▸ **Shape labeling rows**

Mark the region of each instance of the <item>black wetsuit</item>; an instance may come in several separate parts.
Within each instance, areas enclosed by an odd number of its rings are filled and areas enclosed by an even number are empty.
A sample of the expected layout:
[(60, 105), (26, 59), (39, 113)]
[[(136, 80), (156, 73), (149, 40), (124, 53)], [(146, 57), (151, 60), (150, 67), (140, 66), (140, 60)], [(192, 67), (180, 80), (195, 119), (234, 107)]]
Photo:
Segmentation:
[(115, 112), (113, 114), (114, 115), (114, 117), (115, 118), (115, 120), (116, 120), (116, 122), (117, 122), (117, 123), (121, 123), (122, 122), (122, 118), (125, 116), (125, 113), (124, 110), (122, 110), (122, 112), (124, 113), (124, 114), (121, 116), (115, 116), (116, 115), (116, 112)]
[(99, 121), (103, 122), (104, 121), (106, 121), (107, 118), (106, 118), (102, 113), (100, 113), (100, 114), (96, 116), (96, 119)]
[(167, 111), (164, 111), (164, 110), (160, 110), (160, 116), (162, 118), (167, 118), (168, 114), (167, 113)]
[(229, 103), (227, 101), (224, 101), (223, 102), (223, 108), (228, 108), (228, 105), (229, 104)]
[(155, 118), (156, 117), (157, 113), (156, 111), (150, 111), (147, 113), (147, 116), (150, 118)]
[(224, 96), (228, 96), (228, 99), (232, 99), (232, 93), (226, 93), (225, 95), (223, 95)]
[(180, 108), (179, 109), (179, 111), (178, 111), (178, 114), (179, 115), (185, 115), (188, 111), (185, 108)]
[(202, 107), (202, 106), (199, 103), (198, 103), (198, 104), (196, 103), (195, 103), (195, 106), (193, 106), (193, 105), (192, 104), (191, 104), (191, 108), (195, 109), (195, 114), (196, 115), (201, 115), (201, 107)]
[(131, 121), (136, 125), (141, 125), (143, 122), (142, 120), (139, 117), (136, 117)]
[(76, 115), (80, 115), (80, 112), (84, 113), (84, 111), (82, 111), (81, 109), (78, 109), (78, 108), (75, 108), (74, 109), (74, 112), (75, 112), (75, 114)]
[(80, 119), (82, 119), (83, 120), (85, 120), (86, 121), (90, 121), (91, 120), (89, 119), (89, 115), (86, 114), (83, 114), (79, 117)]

▸ **Aim of the exercise**
Retype everything from the start of the rows down through the line containing "116), (96, 119)]", both ends included, with every character unchanged.

▸ **Written response**
Mark the region of each instance of the <item>black wetsuit</item>; an instance may come in several separate parts.
Within each instance, areas enclosed by an odd number of its rings are filled and areas enclosed by an even number are empty.
A sample of the expected layout:
[(60, 105), (26, 59), (39, 113)]
[[(136, 80), (156, 73), (149, 40), (124, 53)], [(146, 57), (151, 60), (150, 67), (140, 66), (140, 60)], [(192, 67), (180, 80), (195, 119), (234, 107)]]
Photo:
Segmentation:
[(115, 112), (113, 114), (114, 115), (114, 117), (115, 118), (115, 120), (116, 120), (116, 122), (117, 122), (117, 123), (121, 123), (122, 122), (122, 118), (125, 116), (125, 113), (124, 110), (122, 110), (122, 112), (124, 113), (124, 114), (121, 116), (115, 116), (116, 115), (116, 112)]
[(99, 121), (103, 122), (104, 121), (106, 121), (107, 118), (106, 118), (102, 113), (100, 113), (100, 114), (96, 116), (96, 119)]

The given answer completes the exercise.